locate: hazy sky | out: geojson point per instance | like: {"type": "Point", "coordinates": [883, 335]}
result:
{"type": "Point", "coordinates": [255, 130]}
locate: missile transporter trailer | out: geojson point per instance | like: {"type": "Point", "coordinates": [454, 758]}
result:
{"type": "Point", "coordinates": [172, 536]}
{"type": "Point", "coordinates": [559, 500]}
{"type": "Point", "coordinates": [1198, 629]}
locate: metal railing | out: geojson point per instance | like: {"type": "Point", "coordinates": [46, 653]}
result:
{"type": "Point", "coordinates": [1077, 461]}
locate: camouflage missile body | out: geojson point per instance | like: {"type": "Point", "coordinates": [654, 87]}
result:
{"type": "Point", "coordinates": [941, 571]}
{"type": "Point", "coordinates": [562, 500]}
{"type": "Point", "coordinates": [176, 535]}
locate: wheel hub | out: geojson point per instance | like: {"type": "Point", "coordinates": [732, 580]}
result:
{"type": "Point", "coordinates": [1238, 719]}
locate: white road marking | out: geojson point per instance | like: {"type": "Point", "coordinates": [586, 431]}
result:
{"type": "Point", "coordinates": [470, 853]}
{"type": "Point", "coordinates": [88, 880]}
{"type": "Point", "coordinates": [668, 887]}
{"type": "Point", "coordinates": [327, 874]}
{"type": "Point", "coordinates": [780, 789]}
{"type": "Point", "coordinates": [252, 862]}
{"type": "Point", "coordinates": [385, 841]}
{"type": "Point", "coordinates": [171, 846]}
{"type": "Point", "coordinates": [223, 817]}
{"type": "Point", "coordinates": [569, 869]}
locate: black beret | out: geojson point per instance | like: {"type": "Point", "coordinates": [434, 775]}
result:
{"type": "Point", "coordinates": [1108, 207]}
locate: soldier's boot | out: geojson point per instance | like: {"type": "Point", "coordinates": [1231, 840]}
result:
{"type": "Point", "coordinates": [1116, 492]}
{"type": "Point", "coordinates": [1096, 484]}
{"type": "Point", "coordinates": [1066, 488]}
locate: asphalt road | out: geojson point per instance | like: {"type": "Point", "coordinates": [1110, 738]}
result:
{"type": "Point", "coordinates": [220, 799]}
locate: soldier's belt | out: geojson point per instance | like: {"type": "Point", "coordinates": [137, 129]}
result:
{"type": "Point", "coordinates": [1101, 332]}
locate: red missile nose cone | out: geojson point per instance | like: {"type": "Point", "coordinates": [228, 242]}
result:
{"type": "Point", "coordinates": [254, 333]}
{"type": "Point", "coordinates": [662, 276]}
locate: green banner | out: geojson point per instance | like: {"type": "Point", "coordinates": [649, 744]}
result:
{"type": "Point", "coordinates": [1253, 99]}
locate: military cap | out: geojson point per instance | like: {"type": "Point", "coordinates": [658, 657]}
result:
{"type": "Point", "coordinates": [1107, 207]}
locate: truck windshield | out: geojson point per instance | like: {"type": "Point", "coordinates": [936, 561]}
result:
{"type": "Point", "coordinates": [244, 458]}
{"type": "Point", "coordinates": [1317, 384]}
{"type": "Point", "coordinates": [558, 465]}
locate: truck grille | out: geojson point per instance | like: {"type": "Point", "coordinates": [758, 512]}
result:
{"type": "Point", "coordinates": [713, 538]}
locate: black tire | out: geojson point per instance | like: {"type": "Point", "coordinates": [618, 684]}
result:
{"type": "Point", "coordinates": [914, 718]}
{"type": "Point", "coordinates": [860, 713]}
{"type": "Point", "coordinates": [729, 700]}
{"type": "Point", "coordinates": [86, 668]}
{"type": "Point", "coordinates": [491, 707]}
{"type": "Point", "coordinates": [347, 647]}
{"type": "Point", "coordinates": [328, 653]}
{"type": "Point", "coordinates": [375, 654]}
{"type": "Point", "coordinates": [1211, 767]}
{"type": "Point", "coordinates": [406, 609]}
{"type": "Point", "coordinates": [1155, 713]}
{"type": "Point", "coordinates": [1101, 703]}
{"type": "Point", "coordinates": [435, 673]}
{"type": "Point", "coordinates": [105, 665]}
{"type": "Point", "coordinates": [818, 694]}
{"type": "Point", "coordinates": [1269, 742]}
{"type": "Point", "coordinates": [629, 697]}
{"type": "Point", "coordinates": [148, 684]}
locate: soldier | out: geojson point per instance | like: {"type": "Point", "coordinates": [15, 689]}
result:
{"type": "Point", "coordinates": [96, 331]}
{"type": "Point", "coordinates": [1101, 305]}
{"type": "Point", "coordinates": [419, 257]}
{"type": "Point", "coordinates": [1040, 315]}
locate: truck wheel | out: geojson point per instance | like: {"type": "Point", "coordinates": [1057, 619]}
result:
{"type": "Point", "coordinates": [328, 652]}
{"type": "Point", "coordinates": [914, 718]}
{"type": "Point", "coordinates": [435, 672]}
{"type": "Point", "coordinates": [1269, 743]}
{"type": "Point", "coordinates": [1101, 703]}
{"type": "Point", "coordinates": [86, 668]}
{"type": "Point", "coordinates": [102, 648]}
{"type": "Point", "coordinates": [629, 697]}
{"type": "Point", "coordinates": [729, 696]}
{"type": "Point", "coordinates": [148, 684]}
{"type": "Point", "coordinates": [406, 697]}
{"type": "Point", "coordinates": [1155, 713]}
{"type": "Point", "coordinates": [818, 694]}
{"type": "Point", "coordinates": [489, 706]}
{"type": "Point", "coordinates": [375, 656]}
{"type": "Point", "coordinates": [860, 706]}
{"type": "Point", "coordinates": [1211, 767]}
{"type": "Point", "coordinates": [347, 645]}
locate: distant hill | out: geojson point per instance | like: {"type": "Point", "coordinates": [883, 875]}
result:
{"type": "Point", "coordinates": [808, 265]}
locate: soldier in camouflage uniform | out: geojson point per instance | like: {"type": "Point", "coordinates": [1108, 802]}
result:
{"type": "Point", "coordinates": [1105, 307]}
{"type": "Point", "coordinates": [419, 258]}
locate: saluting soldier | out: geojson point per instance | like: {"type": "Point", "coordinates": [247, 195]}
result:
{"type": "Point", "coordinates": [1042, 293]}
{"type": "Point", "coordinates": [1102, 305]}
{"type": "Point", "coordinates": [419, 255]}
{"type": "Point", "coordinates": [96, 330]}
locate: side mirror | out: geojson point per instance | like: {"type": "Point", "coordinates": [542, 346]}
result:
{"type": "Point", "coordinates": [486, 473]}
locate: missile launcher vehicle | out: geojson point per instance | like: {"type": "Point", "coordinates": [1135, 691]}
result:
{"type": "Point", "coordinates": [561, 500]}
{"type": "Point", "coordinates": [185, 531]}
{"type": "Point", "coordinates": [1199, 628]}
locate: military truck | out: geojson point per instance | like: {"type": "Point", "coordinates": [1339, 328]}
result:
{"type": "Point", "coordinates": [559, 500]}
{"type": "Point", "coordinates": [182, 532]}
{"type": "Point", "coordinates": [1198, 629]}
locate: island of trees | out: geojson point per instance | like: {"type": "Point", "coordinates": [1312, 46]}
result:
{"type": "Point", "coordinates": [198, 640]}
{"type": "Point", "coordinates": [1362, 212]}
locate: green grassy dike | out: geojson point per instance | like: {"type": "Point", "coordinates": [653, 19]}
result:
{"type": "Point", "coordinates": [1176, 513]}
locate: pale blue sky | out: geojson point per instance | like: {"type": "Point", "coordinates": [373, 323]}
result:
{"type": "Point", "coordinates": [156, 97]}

### Goal of the exercise
Can you give all the items again, swapping "geojson point per instance" for "one GeoJSON point for each instance" and leaving everything else unchanged?

### Answer to this task
locate: hazy sky | out: one GeoJSON point for each instance | like: {"type": "Point", "coordinates": [883, 335]}
result:
{"type": "Point", "coordinates": [255, 130]}
locate: missile transporter trailer | out: one GeoJSON point for each instance | like: {"type": "Point", "coordinates": [454, 758]}
result:
{"type": "Point", "coordinates": [172, 536]}
{"type": "Point", "coordinates": [559, 500]}
{"type": "Point", "coordinates": [1198, 629]}
locate: metal railing | out: one GeoJSON point for each instance | like: {"type": "Point", "coordinates": [46, 653]}
result:
{"type": "Point", "coordinates": [1077, 461]}
locate: camouflage missile body | out: one GeoJSON point for each instance | like: {"type": "Point", "coordinates": [654, 87]}
result:
{"type": "Point", "coordinates": [941, 571]}
{"type": "Point", "coordinates": [562, 500]}
{"type": "Point", "coordinates": [176, 535]}
locate: wheel hub | out: one GeoJSON point for each instance | like: {"type": "Point", "coordinates": [732, 580]}
result:
{"type": "Point", "coordinates": [1238, 719]}
locate: white road marking | out: one GeoJSON point for each instance | like: {"type": "Point", "coordinates": [586, 431]}
result:
{"type": "Point", "coordinates": [470, 853]}
{"type": "Point", "coordinates": [88, 880]}
{"type": "Point", "coordinates": [668, 887]}
{"type": "Point", "coordinates": [327, 874]}
{"type": "Point", "coordinates": [780, 789]}
{"type": "Point", "coordinates": [252, 862]}
{"type": "Point", "coordinates": [385, 841]}
{"type": "Point", "coordinates": [171, 846]}
{"type": "Point", "coordinates": [223, 817]}
{"type": "Point", "coordinates": [569, 869]}
locate: black beret | out: one GeoJSON point for each instance | like: {"type": "Point", "coordinates": [434, 775]}
result:
{"type": "Point", "coordinates": [1108, 207]}
locate: soldier's boot | out: one GeoJSON point for each instance | like: {"type": "Point", "coordinates": [1231, 840]}
result:
{"type": "Point", "coordinates": [1116, 492]}
{"type": "Point", "coordinates": [1096, 484]}
{"type": "Point", "coordinates": [1066, 488]}
locate: asphalt road | out: one GeoJSON point for each instance | like: {"type": "Point", "coordinates": [1110, 738]}
result:
{"type": "Point", "coordinates": [220, 799]}
locate: soldier's belt | out: one GeoJSON point for each instance | like: {"type": "Point", "coordinates": [137, 129]}
result:
{"type": "Point", "coordinates": [1101, 332]}
locate: red missile nose cone | out: one GeoJSON point for each instance | like: {"type": "Point", "coordinates": [228, 242]}
result:
{"type": "Point", "coordinates": [254, 333]}
{"type": "Point", "coordinates": [662, 276]}
locate: green banner | out: one GeoJSON point for each instance | like: {"type": "Point", "coordinates": [649, 744]}
result:
{"type": "Point", "coordinates": [1253, 99]}
locate: military cap | out: one GeoJSON point for each instance | like: {"type": "Point", "coordinates": [658, 657]}
result:
{"type": "Point", "coordinates": [1107, 207]}
locate: truck windshield | out: one GeoJSON point for each instance | like: {"type": "Point", "coordinates": [936, 561]}
result:
{"type": "Point", "coordinates": [244, 458]}
{"type": "Point", "coordinates": [1317, 384]}
{"type": "Point", "coordinates": [558, 465]}
locate: truck grille | out: one GeoJSON point for each instance | like: {"type": "Point", "coordinates": [758, 512]}
result:
{"type": "Point", "coordinates": [713, 538]}
locate: black tire | out: one GeoJSON point for each instance | like: {"type": "Point", "coordinates": [618, 684]}
result:
{"type": "Point", "coordinates": [914, 718]}
{"type": "Point", "coordinates": [860, 713]}
{"type": "Point", "coordinates": [729, 700]}
{"type": "Point", "coordinates": [86, 668]}
{"type": "Point", "coordinates": [491, 707]}
{"type": "Point", "coordinates": [347, 647]}
{"type": "Point", "coordinates": [328, 653]}
{"type": "Point", "coordinates": [375, 654]}
{"type": "Point", "coordinates": [1211, 767]}
{"type": "Point", "coordinates": [406, 609]}
{"type": "Point", "coordinates": [1155, 713]}
{"type": "Point", "coordinates": [1101, 703]}
{"type": "Point", "coordinates": [435, 673]}
{"type": "Point", "coordinates": [105, 665]}
{"type": "Point", "coordinates": [818, 694]}
{"type": "Point", "coordinates": [1269, 742]}
{"type": "Point", "coordinates": [629, 697]}
{"type": "Point", "coordinates": [148, 684]}
locate: soldier | out: one GeoJSON point for each instance | like: {"type": "Point", "coordinates": [15, 689]}
result:
{"type": "Point", "coordinates": [96, 331]}
{"type": "Point", "coordinates": [1101, 305]}
{"type": "Point", "coordinates": [419, 257]}
{"type": "Point", "coordinates": [1040, 315]}
locate: truck wheel | out: one GeoJSON point for each instance | like: {"type": "Point", "coordinates": [1057, 619]}
result:
{"type": "Point", "coordinates": [328, 652]}
{"type": "Point", "coordinates": [914, 718]}
{"type": "Point", "coordinates": [435, 672]}
{"type": "Point", "coordinates": [1269, 743]}
{"type": "Point", "coordinates": [1101, 703]}
{"type": "Point", "coordinates": [86, 668]}
{"type": "Point", "coordinates": [102, 648]}
{"type": "Point", "coordinates": [629, 697]}
{"type": "Point", "coordinates": [729, 696]}
{"type": "Point", "coordinates": [148, 684]}
{"type": "Point", "coordinates": [406, 697]}
{"type": "Point", "coordinates": [1155, 713]}
{"type": "Point", "coordinates": [818, 694]}
{"type": "Point", "coordinates": [489, 706]}
{"type": "Point", "coordinates": [375, 656]}
{"type": "Point", "coordinates": [860, 706]}
{"type": "Point", "coordinates": [1211, 767]}
{"type": "Point", "coordinates": [347, 645]}
locate: distant hill | out: one GeoJSON point for each instance | like: {"type": "Point", "coordinates": [883, 875]}
result:
{"type": "Point", "coordinates": [808, 265]}
locate: soldier in camouflage uniform | out: one GeoJSON point for each instance | like: {"type": "Point", "coordinates": [1108, 802]}
result:
{"type": "Point", "coordinates": [1105, 307]}
{"type": "Point", "coordinates": [419, 258]}
locate: saluting soldier | out: one GeoJSON point for each instance | like: {"type": "Point", "coordinates": [247, 195]}
result:
{"type": "Point", "coordinates": [1042, 293]}
{"type": "Point", "coordinates": [1102, 305]}
{"type": "Point", "coordinates": [419, 255]}
{"type": "Point", "coordinates": [96, 330]}
locate: side mirror | out: one GeoJSON point for each instance | like: {"type": "Point", "coordinates": [542, 346]}
result:
{"type": "Point", "coordinates": [486, 473]}
locate: missile launcher vehicle | out: one GeoJSON point for each instance | like: {"type": "Point", "coordinates": [1135, 691]}
result:
{"type": "Point", "coordinates": [561, 500]}
{"type": "Point", "coordinates": [185, 531]}
{"type": "Point", "coordinates": [1199, 628]}
locate: military truck | out: one GeoJSON point for each instance | like: {"type": "Point", "coordinates": [1339, 328]}
result:
{"type": "Point", "coordinates": [559, 500]}
{"type": "Point", "coordinates": [182, 532]}
{"type": "Point", "coordinates": [1198, 629]}
locate: island of trees | out: one GeoJSON point for each instance | like: {"type": "Point", "coordinates": [1312, 46]}
result:
{"type": "Point", "coordinates": [198, 640]}
{"type": "Point", "coordinates": [1362, 212]}
locate: green grassy dike | out: one GeoJSON point for each instance | like: {"type": "Point", "coordinates": [653, 19]}
result:
{"type": "Point", "coordinates": [1176, 513]}
locate: pale blue sky | out: one GeoJSON point for each instance | like: {"type": "Point", "coordinates": [373, 323]}
result:
{"type": "Point", "coordinates": [156, 97]}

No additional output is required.